WRITTEN REQUEST 1 :: Please write out the listing from its start through the line holding "left=215, top=21, right=255, bottom=124", both ends included, and leave the pictures out of your answer.

SOURCE TEXT ::

-- begin --

The real answer is that we weren't intending to do what we did. We
were working on another problem and this is what came out of it. We
were trying to solve a problem that relates in particular to the
theory known as supersymmetry. If you break this supersymmetry, which
you would have to do since we haven't yet observed any supersymmetric
partners, you also get all sorts of interactions present that you
don't want to have. It looks like it's very hard to prevent those,
however, from coming out of the theory. The fundamental observation
was that if you have additional dimensions, you could separate out
some of the field theory components. In other words, if you have more
than one brane—which you can think of as a kind of a lower
dimensional subspace of the full 10-dimensional space—you can put
supersymmetry on a completely different brane. In effect, you've
physically separated supersymmetry from the world we live in—we call
it sequestering it. And if the physics is local, as we believe it is,
you can get a suppression of these potentially dangerous interactions
because the only thing that will communicate with us is gravity, which
doesn’t include the bad couplings.
So the idea we came up with was that by physically isolating this
supersymmetry sector you can solve the problem we set out to solve.
Just to understand everything well, we worked out the details of how
this would work, and in the process we worked out the geometry
associated with the system we had. We found the solution was this
remarkable geometry. And we realized that this geometry, in and of
itself, led to a solution of the hierarchy problem. So it was more of
an observation. We hadn't actually set out to address this problem.
It's just once we saw this geometry, we realized it had this
remarkable property.
What exactly is the hierarchy problem?
The gist of it is that the universe seems to have two entirely
different mass scales, and we don't understand why they are so
different. There's what's called the Planck scale, which is associated
with gravitational interactions. It's a huge mass scale, but because
gravitational forces are proportional to one over the mass squared,
that means gravity is a very weak interaction. In units of GeV
[billions of electron volts], which is how we measure masses, the
Planck scale is 10 to the 19th GeV. Then there's the electroweak
scale, which sets the masses for the W and Z bosons. These are
particles that are similar to the photons of electromagnetism and
which we have observed and studied well. They have a mass of about 100
GeV. So the hierarchy problem, in its simplest manifestation, is how
can you have these particles be so light when the other scale is so
big.
What do you consider the significance of your two papers for the
field? In other words, why have they had such an impact?
The two papers are sufficiently distinct to have to answer
differently for each of them. In "Large
mass hierarchy
from a small extra dimension," (L. Randall, R. Sundrum, Physical
Review Letters 83: 3370-3, 1999) we discuss the hierarchy problem.
And there's just not a whole lot of solutions to the hierarchy
problem. The only ones that have been discussed in any detail have
been supersymmetry and a theory called technicolor, which didn’t
seem to work. Now this gives us more possible explanations. So you
then want to explore the possible implications both for experiment and
theory. You want to explore a new idea. It's that simple.
In the second paper—"An alternative to compactification,"

-- end --

Entries on finding named things

-- begin --

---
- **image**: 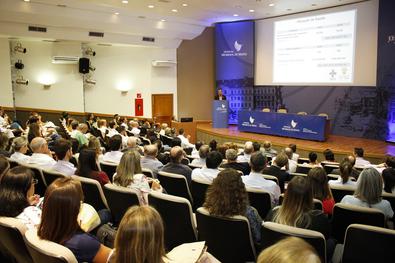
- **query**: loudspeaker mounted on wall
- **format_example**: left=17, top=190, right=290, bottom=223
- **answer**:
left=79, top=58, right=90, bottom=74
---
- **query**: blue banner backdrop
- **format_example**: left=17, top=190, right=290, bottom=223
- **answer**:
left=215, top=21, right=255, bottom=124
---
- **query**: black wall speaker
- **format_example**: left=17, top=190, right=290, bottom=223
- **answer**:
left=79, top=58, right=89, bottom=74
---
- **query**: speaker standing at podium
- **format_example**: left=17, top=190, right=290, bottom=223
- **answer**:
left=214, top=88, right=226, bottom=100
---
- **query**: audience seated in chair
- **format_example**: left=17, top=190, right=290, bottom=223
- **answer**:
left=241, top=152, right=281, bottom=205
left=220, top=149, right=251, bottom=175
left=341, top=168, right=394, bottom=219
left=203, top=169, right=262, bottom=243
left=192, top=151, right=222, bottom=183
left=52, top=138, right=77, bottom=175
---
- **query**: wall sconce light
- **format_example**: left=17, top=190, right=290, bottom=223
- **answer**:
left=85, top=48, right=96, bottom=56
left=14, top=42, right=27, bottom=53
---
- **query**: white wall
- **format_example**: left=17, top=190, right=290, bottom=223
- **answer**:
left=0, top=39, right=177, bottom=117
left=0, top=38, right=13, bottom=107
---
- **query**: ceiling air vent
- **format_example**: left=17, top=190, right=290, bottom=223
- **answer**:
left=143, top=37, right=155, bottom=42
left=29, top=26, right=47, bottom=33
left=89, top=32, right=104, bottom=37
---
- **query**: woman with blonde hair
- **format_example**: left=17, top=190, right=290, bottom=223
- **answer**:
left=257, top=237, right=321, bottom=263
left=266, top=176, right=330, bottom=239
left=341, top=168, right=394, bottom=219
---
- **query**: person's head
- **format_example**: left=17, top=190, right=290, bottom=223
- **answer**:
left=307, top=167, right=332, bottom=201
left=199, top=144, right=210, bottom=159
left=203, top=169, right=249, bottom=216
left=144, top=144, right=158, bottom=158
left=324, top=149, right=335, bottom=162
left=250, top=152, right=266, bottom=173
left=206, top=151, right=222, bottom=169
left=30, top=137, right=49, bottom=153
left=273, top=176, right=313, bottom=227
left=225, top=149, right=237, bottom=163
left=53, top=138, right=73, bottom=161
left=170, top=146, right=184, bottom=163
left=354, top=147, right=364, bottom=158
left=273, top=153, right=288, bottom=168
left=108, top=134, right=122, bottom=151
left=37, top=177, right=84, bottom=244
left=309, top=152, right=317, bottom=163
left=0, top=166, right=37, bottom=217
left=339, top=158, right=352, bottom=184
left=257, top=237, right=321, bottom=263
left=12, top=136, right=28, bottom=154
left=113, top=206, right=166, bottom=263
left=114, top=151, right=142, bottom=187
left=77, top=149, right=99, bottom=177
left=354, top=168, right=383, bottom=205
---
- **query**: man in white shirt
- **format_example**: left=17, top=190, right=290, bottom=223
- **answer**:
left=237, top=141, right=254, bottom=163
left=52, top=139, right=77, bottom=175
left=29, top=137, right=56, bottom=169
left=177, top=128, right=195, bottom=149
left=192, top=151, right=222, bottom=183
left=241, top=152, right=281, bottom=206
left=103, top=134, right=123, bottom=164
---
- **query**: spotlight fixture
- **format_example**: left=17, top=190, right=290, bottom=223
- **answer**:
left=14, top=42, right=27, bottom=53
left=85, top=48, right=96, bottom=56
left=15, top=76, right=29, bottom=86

-- end --

WRITTEN REQUEST 2 :: Continue the interview about supersymmetry and extra dimensions from the point where it stops.

WRITTEN REPLY 1 ::
---
- **image**: 
- **query**: loudspeaker mounted on wall
- **format_example**: left=17, top=190, right=290, bottom=223
- **answer**:
left=79, top=58, right=90, bottom=74
---
- **query**: blue banner backdrop
- **format_example**: left=17, top=190, right=290, bottom=223
- **answer**:
left=215, top=21, right=255, bottom=124

WRITTEN REPLY 2 ::
(L. Randall, R. Sundrum. Physical Review Letters 83: 4690-3,
1999)—we observe that you can actually have a consistent
four-dimensional-looking theory of gravity, even without having a
second brane. Suppose you have a theory with a single brane and five
dimensions. Now naively, if you had a fifth infinite dimension, you
wouldn’t have thought that the gravitational force you see is a
characteristic of four dimensions. After all, in four dimensions you
see gravity fall off as one over distance squared. Naively, in five
dimensions, you would find it fell off as one over distance cubed. But
this changes when you have a brane. The brane gives you a different
geometry. If you have a flat brane that carries energy in the bulk of
the five-dimensional space, then you find that the geometry can’t be
just flat space. In the simplest theory, it actually looks more like
the graviton—the particle that mediates gravity—is trapped on the
brane. It doesn't literally live on the brane, but most of its
amplitude is concentrated near the brane .
Do we live on the brane?
I have to discuss different possibilities. One is that the universe
we live in is the Planck brane, which localizes the graviton. Another
is that we live on a second brane, which is the case where we
discussed the hierarchy problem. We generally assume that we live on a
brane, but it may not be the brane on which gravity is concentrated.
Suppose that gravity is highly concentrated near what I'll call the
Planck brane. So gravity is concentrated on one brane, the Planck
brane, and we live on a second brane, not precisely on top of the
first brane but a little apart. Gravity on our second brane would
appear to be weak. And that's precisely what we wanted to explain: why
gravity appears to be so weak. That's the hierarchy problem—why
gravity is so weak. And this follows from the key insight that we
don't actually have to talk about how to get a huge mass scale; we can
talk about why gravity is so weak.
So why has this paper generated so much interest and so many
citations?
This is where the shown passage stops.